(Entries from a pointing dataset)
───

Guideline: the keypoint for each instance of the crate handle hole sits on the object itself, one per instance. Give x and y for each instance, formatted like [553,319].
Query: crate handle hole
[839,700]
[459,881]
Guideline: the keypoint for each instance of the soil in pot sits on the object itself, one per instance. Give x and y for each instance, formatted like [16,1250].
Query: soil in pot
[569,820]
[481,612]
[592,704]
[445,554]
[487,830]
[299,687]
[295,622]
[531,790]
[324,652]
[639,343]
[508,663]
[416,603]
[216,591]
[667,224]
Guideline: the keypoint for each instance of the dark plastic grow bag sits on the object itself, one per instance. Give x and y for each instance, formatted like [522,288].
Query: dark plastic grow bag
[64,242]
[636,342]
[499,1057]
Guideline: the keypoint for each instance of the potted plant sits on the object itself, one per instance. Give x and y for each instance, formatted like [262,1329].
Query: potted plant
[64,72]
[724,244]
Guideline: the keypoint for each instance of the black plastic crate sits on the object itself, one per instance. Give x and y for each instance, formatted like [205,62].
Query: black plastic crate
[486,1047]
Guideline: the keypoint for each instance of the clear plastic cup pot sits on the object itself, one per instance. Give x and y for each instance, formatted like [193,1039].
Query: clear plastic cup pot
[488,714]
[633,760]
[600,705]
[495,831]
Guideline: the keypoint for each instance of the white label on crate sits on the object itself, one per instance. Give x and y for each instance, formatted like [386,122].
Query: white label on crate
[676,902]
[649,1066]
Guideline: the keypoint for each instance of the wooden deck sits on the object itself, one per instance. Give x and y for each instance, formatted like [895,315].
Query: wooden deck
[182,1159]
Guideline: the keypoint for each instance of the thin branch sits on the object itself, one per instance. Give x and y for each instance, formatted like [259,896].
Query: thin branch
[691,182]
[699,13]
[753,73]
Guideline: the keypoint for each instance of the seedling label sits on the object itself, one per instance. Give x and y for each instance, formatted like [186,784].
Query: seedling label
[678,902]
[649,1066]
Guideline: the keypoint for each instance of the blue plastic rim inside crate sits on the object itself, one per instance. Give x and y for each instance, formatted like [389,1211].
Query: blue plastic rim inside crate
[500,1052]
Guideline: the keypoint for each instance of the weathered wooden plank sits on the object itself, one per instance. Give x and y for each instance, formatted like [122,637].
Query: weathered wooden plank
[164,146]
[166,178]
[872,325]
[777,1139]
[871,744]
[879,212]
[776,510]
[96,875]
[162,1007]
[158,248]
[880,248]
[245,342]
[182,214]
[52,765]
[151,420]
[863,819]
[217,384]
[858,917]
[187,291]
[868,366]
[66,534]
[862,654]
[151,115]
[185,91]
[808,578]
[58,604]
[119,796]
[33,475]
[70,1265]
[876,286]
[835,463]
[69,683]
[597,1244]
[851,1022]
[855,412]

───

▸ **Directive**: Return all of the entries above, reproducing every line character for character.

▸ **Result for this exercise**:
Guideline: the keypoint for each instance of the crate handle hole sits on the object itself, one per instance. Give x and y for each instance, formatted like [553,319].
Query: crate handle hole
[839,700]
[459,881]
Guideline: the keypoint for each instance of the soil in pot sits on the object itself, one per instance. Give x and y for each instance, formatted like [16,1250].
Query: soil in pot
[569,820]
[481,612]
[592,704]
[445,554]
[487,830]
[299,687]
[295,622]
[531,790]
[324,652]
[639,343]
[508,663]
[416,603]
[216,591]
[667,224]
Guideline: the keypoint for each instance of the dark plastic grow bag sits on the object itself, one per instance. Give x and y for each instance, formatted like [522,288].
Query: dark plastic grow bag
[64,242]
[636,342]
[499,1057]
Guideline: the keypoint for each instance of the potted plant sits on the object itself, one per instance. Give x and y for each instance, formatted like [262,1329].
Query: potted plant
[64,72]
[724,244]
Guideline: the keypoint for each instance of the black plastic crate sits on the object itself, one per instance. Give x and y for each instance, formatted like [205,62].
Query: black plastic crate
[486,1047]
Guideline: the keypoint for each instance of the clear plastic cup pot sits on the object itself, one per instance. Give x and y for each instance, formatted like [193,1039].
Query: clear plastic cup pot
[488,714]
[633,760]
[600,705]
[495,831]
Guideline: the keypoint for each instance of the white label on crate sits on the object itself, one per instance. Give x and y for each instance, formatted like [386,122].
Query: white label on crate
[676,902]
[649,1066]
Guideline: the keypoint for each instance of the wooden deck sits on the object itself, one per instance. Give x and y for each instance, formatted like [895,315].
Query: wooden deck
[182,1159]
Guideline: the keypoint for each instance of the thin branch sits on the object itself, one per instance. Give x and y for each instance, formatted like [259,896].
Query: thin branch
[691,182]
[699,13]
[753,73]
Guideline: the keypoint for each instance of the seedling label sits on the object itself, one per instance. Give x and y for each instance, formatted like [186,784].
Query: seedling label
[678,902]
[649,1066]
Guideline: the keypoint for each instance of the blue plastic rim inside crate sits on the object itself, one per instance. Give x and y for each instance, formatted like [389,1211].
Query: blue plastic rim inside crate
[500,1052]
Guideline: the keypoint for each instance of the weathered wooden plank sits on the object itself, one per instance. Give x and y for each instance, formatted like [122,637].
Query: weathered wooden plank
[164,146]
[166,178]
[872,325]
[777,1139]
[871,744]
[879,212]
[776,510]
[96,875]
[162,1007]
[158,248]
[880,248]
[245,342]
[182,214]
[52,765]
[151,420]
[863,819]
[217,384]
[858,917]
[187,291]
[868,366]
[66,534]
[862,654]
[151,115]
[185,91]
[808,578]
[58,604]
[119,796]
[33,475]
[70,1265]
[876,286]
[835,463]
[69,683]
[597,1244]
[851,1022]
[855,412]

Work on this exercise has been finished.